═════ LISTING ═════
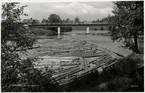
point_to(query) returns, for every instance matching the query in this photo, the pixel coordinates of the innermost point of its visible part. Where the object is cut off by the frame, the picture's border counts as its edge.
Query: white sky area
(86, 11)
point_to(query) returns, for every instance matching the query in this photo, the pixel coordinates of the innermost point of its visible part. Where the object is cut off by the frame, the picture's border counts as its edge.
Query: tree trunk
(136, 44)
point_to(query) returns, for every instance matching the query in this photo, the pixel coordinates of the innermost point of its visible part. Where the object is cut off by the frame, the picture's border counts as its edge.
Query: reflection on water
(102, 40)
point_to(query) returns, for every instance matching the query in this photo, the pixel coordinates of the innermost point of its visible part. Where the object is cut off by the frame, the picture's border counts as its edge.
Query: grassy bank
(126, 75)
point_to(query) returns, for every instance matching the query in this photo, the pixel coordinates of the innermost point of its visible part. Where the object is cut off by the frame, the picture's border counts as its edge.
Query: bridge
(86, 26)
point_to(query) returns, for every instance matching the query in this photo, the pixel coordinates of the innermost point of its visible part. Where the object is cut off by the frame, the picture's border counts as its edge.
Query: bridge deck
(71, 24)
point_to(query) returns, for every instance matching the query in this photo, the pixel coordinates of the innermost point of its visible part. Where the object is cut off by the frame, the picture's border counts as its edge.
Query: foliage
(77, 20)
(127, 23)
(16, 72)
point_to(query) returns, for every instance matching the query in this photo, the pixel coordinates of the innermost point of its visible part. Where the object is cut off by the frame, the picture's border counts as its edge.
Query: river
(104, 41)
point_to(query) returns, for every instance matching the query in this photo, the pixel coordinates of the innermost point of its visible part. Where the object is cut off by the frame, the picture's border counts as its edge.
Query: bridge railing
(70, 23)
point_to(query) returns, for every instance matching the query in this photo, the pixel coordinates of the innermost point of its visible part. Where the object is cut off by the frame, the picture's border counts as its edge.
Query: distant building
(44, 21)
(30, 21)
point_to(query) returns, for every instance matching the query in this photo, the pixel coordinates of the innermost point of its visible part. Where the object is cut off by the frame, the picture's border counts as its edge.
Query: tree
(128, 23)
(54, 18)
(77, 20)
(14, 70)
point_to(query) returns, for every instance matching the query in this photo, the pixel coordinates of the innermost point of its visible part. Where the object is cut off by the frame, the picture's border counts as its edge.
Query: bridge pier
(87, 29)
(58, 30)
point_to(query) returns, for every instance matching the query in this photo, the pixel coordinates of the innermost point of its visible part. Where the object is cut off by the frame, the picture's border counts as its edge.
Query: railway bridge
(85, 26)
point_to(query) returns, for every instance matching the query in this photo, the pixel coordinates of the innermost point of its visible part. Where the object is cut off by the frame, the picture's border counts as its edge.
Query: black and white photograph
(72, 46)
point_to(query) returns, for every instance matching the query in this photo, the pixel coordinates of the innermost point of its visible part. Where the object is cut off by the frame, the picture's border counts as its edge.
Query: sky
(86, 11)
═════
### DIRECTION
Write out the listing above again, exactly, but with no pictures in the copy.

### RESULT BELOW
point_to(query) returns, for every instance matching the query in this photo, the pixel coordinates of the innermost point of its visible part. Where the object is cut off by the frame, the picture's border counts as its edge.
Query: white sky area
(86, 11)
point_to(query) returns, for every instance matching the query in this photo, the pixel coordinates of the innermost point of its visible part. Where the object is cut off by the frame, the picture's border counts as its edge.
Query: tree trunk
(136, 44)
point_to(query) returns, for every instance matching the query in this photo, the pixel coordinates of the innermost point of its visible part. Where the object is cut off by the frame, the picture's border counts as its edge.
Query: reflection on water
(102, 40)
point_to(query) returns, for every instance matching the query in this photo, the pixel coordinates of the innermost point of its visible part. Where the object is cut off by the frame, the picture's border counts as its edge.
Query: grassy bank
(126, 75)
point_to(query) returns, for every instance matching the query in this photo, the pixel coordinates of the innermost point of its visible part. Where the object is cut off by the frame, the picture's border counts as its edge.
Query: bridge
(86, 26)
point_to(query) returns, for every instance matching the query in this photo, the pixel coordinates of the innermost point of its visible part. Where the object is cut off by the frame, the picture's border counts as its edge.
Query: bridge deck
(71, 24)
point_to(query) returns, for every instance matching the query in this photo, the pixel coordinates of the innermost point of its visible part. Where the object is cut off by the frame, the picture's border counts as its edge.
Query: foliage
(77, 20)
(127, 23)
(16, 72)
point_to(query) returns, for every instance matching the query in this photo, the pixel coordinates of the innermost point of its visible part. Where the object is cut off by the frame, the picture's border counts as its edge.
Query: river
(104, 41)
point_to(query) returns, for every instance matching the query in this photo, the pixel coordinates of the innermost point of its visible part. Where the object is cut off by the frame, the picture's border counts as its edge.
Query: bridge railing
(70, 23)
point_to(query) returns, for every instance matching the query in this photo, the pixel coordinates of the innermost point of its visible part. Where the object is cut off by the frame, the picture's border counts as its edge.
Query: distant building
(44, 21)
(30, 21)
point_to(query) returns, for every instance matching the query in this photo, the pixel coordinates of the innermost point of its visible part. Where the object is cut off by the frame, the picture's border counts as its edge.
Query: tree
(128, 23)
(54, 18)
(77, 20)
(14, 70)
point_to(query) returns, for every instance matching the query in this photo, the pixel coordinates of the innermost point of its visible part. Where the object is cut off by the frame, the picture's border counts as its edge.
Query: bridge pier
(87, 29)
(58, 30)
point_to(query) returns, for every instance matching the query in this photo, the pixel coordinates of the innermost point of its visible part. Where the object is cut off by the frame, the picture's border counts as its edge.
Query: railway bridge
(85, 26)
point_to(query) returns, for every instance matching the query in this photo, the pixel coordinates of the innermost point of its visible part. Where the object is cut off by the frame, the picture's border counts as its edge.
Query: black and white photograph
(72, 46)
point_to(query) returns, for every instance matching the query in this photo, the pixel coordinates of the innermost point of its visible part. Where the object is cut off by the frame, the picture's border counts as its edge.
Query: sky
(86, 11)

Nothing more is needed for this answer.